■ **Exercise**
Carry on the article below about Hilma Kauk's special soup for the church bazaar, beginning right after its last sentence.

--- Begin Document section ---

NAPOLEON Ray Kauk likes to sit at the kitchen table and watch his wife's hands do what he's seen them do a thousand times.

Hilma Kauk handles flour, eggs and milk like the expert she's become in 76 years.

She makes old-time food for the soul with those ingredients. And while the steam heats their kitchen, Ray Kauk remembers when he didn't eat and his healthy farm boy flesh dwindled down to 78 pounds.

He was in World War II, a half a world away from his Napoleon home, his upper thighs and stomach shot up from machine gun fire, a prisoner of the German Nazi forces.

He is 80 now and he remembers, but he doesn't like to much. The nightmares are still with him, he said.

Friday, he sat at the table, while his wife, Hilma, prepared her special soup. He keeps her company that way.

Their home just off the highway going through town, was warm and humid, a cozy welcome after the cold wind brewing outside.

Hilma Kauk's soup is so special, it's advertised like that.

Today, about 20 gallons of it will be served at the annual Trinity Lutheran Church bazaar, lunch and bake sale starting at 11 a.m.

On the menu, it says right in the ad, is "Hilma's Special soup." The cost is $5 for all a person can eat, and usually, it's all gone in a few hours.

Ray Kauk is not only her husband, he's her greatest fan.

"She's the best cook in Napoleon, and the best baker," he said.

Napoleon is the epicenter of good German cooking, and while it may be true, it is surely wise, for Ray Kauk to say so.

Hilma Kauk said the preparation of so much of her special soup is more work for her than it used to be.

But it's a way to serve her church and, on a cold day, to help take the chill off her fellow town and country folks.

She spends the day making knoephle the way she likes them soft and snipped fairly small into boiling water.

Batch after batch the same, the knoephle resting in big bowls on the counter, dressed in butter and spooned over until they cool.

Next she makes a savory chicken stock and lets that cool overnight.

Today, about 9 a.m., she'll head over to the church.

--- End Document section ---
--- Begin Listed records ---

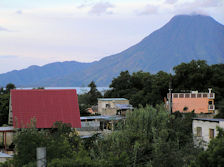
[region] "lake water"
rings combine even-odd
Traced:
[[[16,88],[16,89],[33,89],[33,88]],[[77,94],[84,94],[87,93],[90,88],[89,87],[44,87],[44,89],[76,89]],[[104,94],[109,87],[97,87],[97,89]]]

--- End Listed records ---
--- Begin Listed records ---

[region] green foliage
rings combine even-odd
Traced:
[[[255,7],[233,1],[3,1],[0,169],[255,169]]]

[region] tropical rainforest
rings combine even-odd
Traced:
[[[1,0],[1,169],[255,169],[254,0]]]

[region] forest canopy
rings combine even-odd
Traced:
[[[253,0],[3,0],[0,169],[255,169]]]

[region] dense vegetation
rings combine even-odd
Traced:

--- End Listed records ---
--- Begin Listed records ---

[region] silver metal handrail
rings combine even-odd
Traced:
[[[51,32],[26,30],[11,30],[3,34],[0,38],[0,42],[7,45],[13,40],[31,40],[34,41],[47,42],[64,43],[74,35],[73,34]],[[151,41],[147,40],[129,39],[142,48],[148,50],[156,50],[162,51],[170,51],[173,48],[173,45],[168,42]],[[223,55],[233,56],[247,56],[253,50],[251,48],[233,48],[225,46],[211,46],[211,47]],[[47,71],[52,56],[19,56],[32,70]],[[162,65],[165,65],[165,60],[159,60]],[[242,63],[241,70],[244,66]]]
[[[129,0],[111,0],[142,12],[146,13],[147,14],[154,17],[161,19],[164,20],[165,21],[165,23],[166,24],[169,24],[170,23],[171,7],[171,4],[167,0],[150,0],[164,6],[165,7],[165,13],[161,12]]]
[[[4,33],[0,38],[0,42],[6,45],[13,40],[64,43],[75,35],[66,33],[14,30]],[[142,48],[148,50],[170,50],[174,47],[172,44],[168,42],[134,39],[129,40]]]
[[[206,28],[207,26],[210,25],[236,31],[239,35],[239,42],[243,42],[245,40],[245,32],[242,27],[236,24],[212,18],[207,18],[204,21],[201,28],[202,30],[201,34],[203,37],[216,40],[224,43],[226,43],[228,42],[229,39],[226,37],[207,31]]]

--- End Listed records ---

■ **Exercise answer**
There the broth, like water into wine, will magically multiply into kettle after kettle, heated up to cook vegetables of onion, celery and potato and finally laced with hot milk and the perfect knoephle.

Simple, nutritious and cheap besides, she says.

This is a big job for a woman her age, but she knows all the tricks.

Her knoephle drop off the scissor like they're factory made, and she's learned to hold the dough the right height above the boil so it doesn't get too soft to snip into the delicate knoephle.

Her Kitchen Aid mixer does the hard work of bringing the ingredients together, sparing her hands and elbows.

She'd rather bake and of all her baking, she most likes to make caramel rolls. Sadly, she was out of them.

Hilma Kauk has been a hand in the kitchen since she was 13, helping her mother, the only girl of seven children.

Later in life, she worked for years at both The Downtowner and Wentz restaurants in Napoleon, earning $2 an hour those early years.

She liked making her own money, buying things for their home and being out with the folks.

Her days of feeding everyone who came in off the street are over, but she still enjoys preparing the simple, delicious foods she knows the best.

"You name it, she can bake it, and anything she bakes is good," said Ray Kauk.

Now, that's a man who knows on which side his bread is buttered, or in this case, his knoephle.